● WHAT TO DO:
Please write out all the data exactly as shown.

● SOURCE INFORMATION:
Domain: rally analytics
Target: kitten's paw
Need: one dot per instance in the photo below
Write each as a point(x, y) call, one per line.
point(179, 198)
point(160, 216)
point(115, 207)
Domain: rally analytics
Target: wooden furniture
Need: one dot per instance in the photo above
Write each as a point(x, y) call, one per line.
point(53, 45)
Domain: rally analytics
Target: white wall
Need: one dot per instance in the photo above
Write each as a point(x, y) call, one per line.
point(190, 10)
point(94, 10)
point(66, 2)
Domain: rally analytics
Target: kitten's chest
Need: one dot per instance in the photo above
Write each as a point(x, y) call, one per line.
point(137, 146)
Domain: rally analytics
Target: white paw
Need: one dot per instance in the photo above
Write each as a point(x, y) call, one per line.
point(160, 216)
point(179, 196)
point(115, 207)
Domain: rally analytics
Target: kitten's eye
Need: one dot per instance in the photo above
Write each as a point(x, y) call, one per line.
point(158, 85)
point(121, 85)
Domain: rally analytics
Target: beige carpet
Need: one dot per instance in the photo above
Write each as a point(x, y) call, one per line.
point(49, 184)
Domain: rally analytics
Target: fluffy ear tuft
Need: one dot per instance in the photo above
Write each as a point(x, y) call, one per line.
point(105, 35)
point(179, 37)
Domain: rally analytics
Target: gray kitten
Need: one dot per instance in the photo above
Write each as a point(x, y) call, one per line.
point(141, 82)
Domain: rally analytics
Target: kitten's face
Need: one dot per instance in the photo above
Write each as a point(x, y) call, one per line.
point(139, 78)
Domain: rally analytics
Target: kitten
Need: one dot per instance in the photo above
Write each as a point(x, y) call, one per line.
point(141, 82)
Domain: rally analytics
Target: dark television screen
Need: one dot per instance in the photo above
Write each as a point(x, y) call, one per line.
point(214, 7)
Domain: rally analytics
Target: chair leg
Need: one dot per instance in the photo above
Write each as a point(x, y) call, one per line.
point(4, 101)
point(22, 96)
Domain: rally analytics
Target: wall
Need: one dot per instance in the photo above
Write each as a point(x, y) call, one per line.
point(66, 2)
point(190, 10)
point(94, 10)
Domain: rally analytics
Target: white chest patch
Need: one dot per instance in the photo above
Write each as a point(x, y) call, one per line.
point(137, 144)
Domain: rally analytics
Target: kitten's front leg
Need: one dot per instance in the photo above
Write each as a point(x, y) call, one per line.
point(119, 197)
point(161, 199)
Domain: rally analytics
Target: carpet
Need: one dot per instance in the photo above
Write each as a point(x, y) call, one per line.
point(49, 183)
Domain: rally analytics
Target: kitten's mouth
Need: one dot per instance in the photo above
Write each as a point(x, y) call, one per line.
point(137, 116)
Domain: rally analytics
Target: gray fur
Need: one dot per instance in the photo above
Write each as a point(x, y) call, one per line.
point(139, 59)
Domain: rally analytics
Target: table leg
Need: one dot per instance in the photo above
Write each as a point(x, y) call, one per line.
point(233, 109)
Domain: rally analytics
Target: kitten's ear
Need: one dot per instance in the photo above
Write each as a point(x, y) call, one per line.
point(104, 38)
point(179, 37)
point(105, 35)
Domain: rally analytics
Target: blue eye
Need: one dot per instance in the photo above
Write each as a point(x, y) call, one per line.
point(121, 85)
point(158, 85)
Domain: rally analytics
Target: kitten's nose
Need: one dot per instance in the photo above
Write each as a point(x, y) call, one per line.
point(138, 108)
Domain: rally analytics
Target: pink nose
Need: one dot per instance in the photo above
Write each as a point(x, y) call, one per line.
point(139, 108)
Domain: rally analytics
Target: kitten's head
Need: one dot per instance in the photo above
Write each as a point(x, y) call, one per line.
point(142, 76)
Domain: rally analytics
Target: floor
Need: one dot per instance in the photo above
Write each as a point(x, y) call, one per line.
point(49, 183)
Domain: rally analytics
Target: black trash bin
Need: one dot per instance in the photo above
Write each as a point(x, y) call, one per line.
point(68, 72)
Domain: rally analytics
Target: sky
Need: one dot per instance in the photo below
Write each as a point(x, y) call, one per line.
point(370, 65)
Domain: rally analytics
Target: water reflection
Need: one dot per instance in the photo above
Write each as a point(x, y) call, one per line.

● WRITTEN SOLUTION:
Domain: rally analytics
Target: kitten's paw
Need: one dot per instance in the photo below
Write each as a point(x, y) call, one per line.
point(179, 198)
point(160, 216)
point(115, 207)
Domain: rally analytics
Target: wooden furniture
Need: one dot per instance in the photo above
Write each as a point(x, y) call, one per line.
point(53, 45)
Domain: rally analytics
Target: white wall
Need: one dot per instance in the photo above
Write each as a point(x, y) call, one per line.
point(190, 10)
point(94, 10)
point(66, 2)
Domain: rally analytics
Target: kitten's chest
Need: one dot per instance in the photo above
Write each as a point(x, y) call, one per line.
point(137, 146)
Domain: rally analytics
Target: white paw
Need: one dot per instance in the photo above
Write each as a point(x, y) call, one per line.
point(160, 216)
point(179, 196)
point(115, 207)
Domain: rally analytics
Target: kitten's eye
Need: one dot per instance in the photo above
Write each as a point(x, y) call, one per line.
point(158, 85)
point(121, 85)
Domain: rally analytics
Target: beige carpet
Need: one dot per instance in the photo above
Write each as a point(x, y) call, one per line.
point(49, 184)
Domain: rally analytics
Target: fluffy ear tuft
Need: one dot per instance in the photo above
Write each as a point(x, y) call, one per line.
point(105, 35)
point(179, 37)
Domain: rally analytics
Target: gray kitten
Need: one dot per instance in the photo above
Write each as a point(x, y) call, one per line.
point(141, 82)
Domain: rally analytics
Target: kitten's face
Need: one dot per instance in the photo above
Write each as a point(x, y) call, one per line.
point(139, 78)
Domain: rally analytics
Target: kitten
Need: one dot per instance in the photo above
Write each as a point(x, y) call, one per line.
point(141, 82)
Domain: rally analytics
Target: dark television screen
Need: one dot per instance in the photo above
Write each as a point(x, y) call, one per line.
point(214, 7)
Domain: rally analytics
Target: chair leg
Need: one dot per instance in the photo above
Write each as a point(x, y) call, one per line.
point(4, 101)
point(22, 96)
Domain: rally analytics
Target: wall
Need: one dot per instance in the photo above
Write each as a point(x, y) call, one per line.
point(66, 2)
point(190, 10)
point(94, 10)
Domain: rally analytics
Target: white chest patch
Need: one dot per instance in the photo above
Write each as a point(x, y) call, one per line.
point(137, 144)
Domain: rally analytics
Target: kitten's front leg
Need: one dot per instance in the photo above
Write each as a point(x, y) call, one per line.
point(119, 197)
point(161, 199)
Domain: rally analytics
Target: carpet
Need: one dot per instance in the photo above
Write each as a point(x, y) call, one per line.
point(49, 183)
Domain: rally analytics
Target: kitten's mouth
Need: one dot per instance in the photo above
Write each as a point(x, y) call, one per line.
point(137, 116)
Domain: rally analytics
Target: gray fur
Need: one dot per instance in the photo above
Write each as a point(x, y) call, one per line.
point(139, 59)
Domain: rally analytics
Target: table leg
Need: one dot per instance in the photo above
Write each as a point(x, y) call, one per line.
point(233, 109)
Domain: rally analytics
Target: kitten's ear
Need: one dot per instance in the photo above
Write each as a point(x, y) call, one per line.
point(104, 38)
point(179, 37)
point(105, 35)
Domain: rally analytics
Target: blue eye
Need: one dot per instance in the photo above
Write each as a point(x, y) call, one per line.
point(121, 85)
point(158, 85)
Domain: rally analytics
Target: kitten's nose
Need: one dot per instance in the photo above
Write each as a point(x, y) call, one per line.
point(138, 108)
Domain: rally analytics
Target: pink nose
Need: one dot per instance in the photo above
Write each as a point(x, y) call, one per line.
point(139, 108)
Domain: rally analytics
Target: kitten's head
Need: one dot per instance in the photo above
Write each as a point(x, y) call, one per line.
point(142, 76)
Domain: rally analytics
Target: floor
Need: one dot per instance in the photo above
Write each as a point(x, y) call, one per line.
point(49, 183)
Domain: rally analytics
Target: black trash bin
Need: one dot per instance in the photo above
Write each as a point(x, y) call, one per line.
point(68, 72)
Domain: rally analytics
Target: sky
Need: one dot per instance in the photo below
Write each as a point(x, y) call, one per line.
point(370, 65)
Domain: rally analytics
Target: water reflection
Need: one dot per instance in the photo above
Write each as a point(x, y) call, one per line.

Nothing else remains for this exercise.